Cabinet de curiosités de Camille Gautier (auteure) et Jeanne Detallante (illustratrice), paru chez Actes Sud Junior en 2014
Pour ce nouvel article, je me suis posée un moment la question du choix de la catégorie. Il était rangé dans les albums à la médiathèque et sur le site d’Actes Sud Junior il est décrit comme ceci : « un documentaire rare, mais aussi un bel album ». Bon, ça ne m’aide pas, je le mets dans documentaire ou album ? Bon, comme vous le voyez, je me suis décidée pour documentaire, parce que finalement la maison d’édition a raison : c’est un documentaire avant tout, même s’il a la forme d’un bel album.
Comme son nom l’indique, cet ouvrage nous fait découvrir l’univers des cabinets de curiosité, qui sont les ancêtres des musées et qui exposaient, pour les gens aisés, des collections assez hétéroclites de choses et d’autres. Pas forcément très bien classifiés, les cabinets de curiosités étaient l’œuvre de collectionneurs, souvent des nobles ou des bourgeois, qui souhaitaient impressionner leur entourage avec la richesse de leurs collections. Ce sont eux qui, avant que les musées n’existent, ont rassemblés des objets divers et variés en essayant de les classifier avec les données de l’époque, pour montrer ce que l’on pouvait trouver de par le monde.
Cet album présente donc succinctement ce qu’était un cabinet de curiosités.

Consigne 1: Recopiez toutes les lignes des enregistrements, de celle qui contient « Question: What bounding box encloses the sofa » jusqu'à la fin des enregistrements, bornes incluses, en multipliant par 1,15 chaque coordonnée des boîtes englobantes données en réponse, arrondie à l'entier le plus proche (demis vers le haut). Toute autre ligne reste inchangée.

Données fournies:
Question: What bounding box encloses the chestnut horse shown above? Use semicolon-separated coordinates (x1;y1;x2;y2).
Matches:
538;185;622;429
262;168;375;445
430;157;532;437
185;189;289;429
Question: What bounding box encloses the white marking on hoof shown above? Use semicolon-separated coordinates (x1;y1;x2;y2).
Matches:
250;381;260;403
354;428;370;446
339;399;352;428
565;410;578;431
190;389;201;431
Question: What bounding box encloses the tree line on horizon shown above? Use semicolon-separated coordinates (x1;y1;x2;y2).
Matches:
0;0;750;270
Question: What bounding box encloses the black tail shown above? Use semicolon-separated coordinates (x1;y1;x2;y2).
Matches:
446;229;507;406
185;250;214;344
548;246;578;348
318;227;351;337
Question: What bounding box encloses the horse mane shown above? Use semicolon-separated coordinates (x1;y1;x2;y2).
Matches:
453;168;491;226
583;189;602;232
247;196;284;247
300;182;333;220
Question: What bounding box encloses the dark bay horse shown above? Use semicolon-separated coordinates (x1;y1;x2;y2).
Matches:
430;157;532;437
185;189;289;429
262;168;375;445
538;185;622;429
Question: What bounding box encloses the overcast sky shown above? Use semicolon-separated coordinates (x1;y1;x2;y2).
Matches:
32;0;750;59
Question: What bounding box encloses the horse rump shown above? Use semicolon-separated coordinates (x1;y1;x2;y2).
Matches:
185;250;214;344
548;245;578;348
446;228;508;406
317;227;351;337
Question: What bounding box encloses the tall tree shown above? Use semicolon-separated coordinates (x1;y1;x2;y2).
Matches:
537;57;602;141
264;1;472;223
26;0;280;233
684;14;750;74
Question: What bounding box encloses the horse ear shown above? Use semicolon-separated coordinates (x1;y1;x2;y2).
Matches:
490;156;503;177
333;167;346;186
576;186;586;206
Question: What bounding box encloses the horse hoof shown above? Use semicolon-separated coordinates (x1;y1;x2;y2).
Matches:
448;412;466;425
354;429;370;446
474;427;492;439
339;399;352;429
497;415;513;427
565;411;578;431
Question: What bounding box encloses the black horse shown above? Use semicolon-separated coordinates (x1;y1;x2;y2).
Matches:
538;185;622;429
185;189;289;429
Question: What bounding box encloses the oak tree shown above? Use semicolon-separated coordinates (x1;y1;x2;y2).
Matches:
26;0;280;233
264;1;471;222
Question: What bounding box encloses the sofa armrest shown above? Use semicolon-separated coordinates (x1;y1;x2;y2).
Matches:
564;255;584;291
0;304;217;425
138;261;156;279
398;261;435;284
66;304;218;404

Consigne 2:
Répondez aux questions suivantes sur l'extrait :
(a) Quelle maison d'édition a publié l'ouvrage, et en quelle année ?
(b) Dans quelle catégorie l'ouvrage était-il rangé à la médiathèque ?
(c) De quoi les cabinets de curiosités sont-ils les ancêtres ?

Réponse attendue 1:
Question: What bounding box encloses the sofa armrest shown above? Use semicolon-separated coordinates (x1;y1;x2;y2).
Matches:
649;293;672;335
0;350;250;489
159;300;179;321
458;300;500;327
76;350;251;465

Réponse attendue 2:
(a) Actes Sud Junior, en 2014.
(b) Dans les albums.
(c) Des musées.